**Requirement**
Put each line of the data below into a JSON list as its own string, skipping any blank lines.

[Detection examples]
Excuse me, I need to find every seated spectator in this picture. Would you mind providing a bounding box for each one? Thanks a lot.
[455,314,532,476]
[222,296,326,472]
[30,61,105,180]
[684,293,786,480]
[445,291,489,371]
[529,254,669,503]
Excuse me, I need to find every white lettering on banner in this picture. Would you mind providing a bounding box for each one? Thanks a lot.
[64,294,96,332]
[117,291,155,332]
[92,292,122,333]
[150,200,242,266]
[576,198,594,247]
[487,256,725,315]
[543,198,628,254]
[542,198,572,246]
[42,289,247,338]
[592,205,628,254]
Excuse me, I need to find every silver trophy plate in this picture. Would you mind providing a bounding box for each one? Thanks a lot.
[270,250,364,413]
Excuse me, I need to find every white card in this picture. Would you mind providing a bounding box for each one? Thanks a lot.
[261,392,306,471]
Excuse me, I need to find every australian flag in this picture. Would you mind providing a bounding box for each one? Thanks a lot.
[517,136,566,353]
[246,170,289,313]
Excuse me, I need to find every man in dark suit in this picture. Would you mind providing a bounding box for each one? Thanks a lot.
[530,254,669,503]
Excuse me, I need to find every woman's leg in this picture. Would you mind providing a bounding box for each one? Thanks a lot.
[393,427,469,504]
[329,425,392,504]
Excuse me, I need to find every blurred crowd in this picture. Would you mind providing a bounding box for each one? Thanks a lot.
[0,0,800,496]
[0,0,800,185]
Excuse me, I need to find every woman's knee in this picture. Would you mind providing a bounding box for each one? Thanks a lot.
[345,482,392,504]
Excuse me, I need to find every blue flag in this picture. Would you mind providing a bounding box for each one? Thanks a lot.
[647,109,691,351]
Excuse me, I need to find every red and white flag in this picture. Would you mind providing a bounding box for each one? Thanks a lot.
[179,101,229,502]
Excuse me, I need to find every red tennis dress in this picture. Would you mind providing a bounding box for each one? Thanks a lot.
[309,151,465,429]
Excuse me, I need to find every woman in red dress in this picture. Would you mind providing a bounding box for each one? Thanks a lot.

**Reply**
[
  "Excuse me, I need to find every seated spectator in this picture. Would you mind providing a bounding box for each one? Thanks a lot.",
  "[455,314,532,476]",
  "[222,296,326,472]",
  "[30,61,105,180]",
  "[684,293,786,480]",
  "[445,291,489,371]",
  "[529,254,669,503]",
  "Excuse me, I need to find every white lettering on banner in this picture. Would you mind providing a bounding box for each one? Thanks a lot.",
  "[64,294,96,332]",
  "[117,291,155,332]",
  "[92,292,122,333]",
  "[150,200,242,266]",
  "[576,198,594,247]",
  "[487,256,725,315]",
  "[543,198,628,254]",
  "[542,198,572,246]",
  "[42,289,247,338]",
  "[592,205,628,254]",
  "Excuse me, I need to find every silver trophy plate in this picture. Would you mind providing a bounding box for each one? Thanks a lot.",
  "[270,250,364,413]",
  "Excuse me, I need to find every white card in this picture. Would you mind providing a bounding box for each one? Thanks a lot.",
  "[261,392,306,471]",
  "Excuse me, I need to find every australian flag in this picture. Would you mind providing a bounding box for each one? Thanks a lot.",
  "[517,136,566,353]",
  "[246,170,289,313]",
  "Excuse me, I need to find every man in dark suit in this picture. Would you mind providing a bounding box for each one? Thanks a lot.",
  "[530,254,669,503]",
  "Excuse me, I need to find every woman's leg in this picture. Would you mind providing a bounding box for each one? Thanks a lot.",
  "[393,427,469,504]",
  "[329,425,392,504]",
  "Excuse me, I need to find every blurred crowd in this picture. Would you mind providing a bounding box for each one? Thanks a lot.",
  "[0,0,800,496]",
  "[0,0,800,185]",
  "Excuse me, I need to find every woman's knee in this picture. Would you mind providing a bounding box for each one? Thanks a lot.",
  "[345,482,392,504]",
  "Excuse me, I need to find every blue flag in this picture. Would you mind providing a bounding box for each one? Thanks a lot.",
  "[647,109,691,351]",
  "Excuse me, I need to find every red and white flag in this picture. Would you mind providing a bounding box for each one? Thanks a lot.",
  "[179,101,229,502]",
  "Excuse me, I need to find every red tennis dress in this picture. Would you mind providing a bounding box for each one? Thanks a lot.",
  "[309,151,465,429]",
  "Excuse me, I need to find every woman in red dress in this picture. Would you mind providing a bounding box for each one? Thanks a lot."
]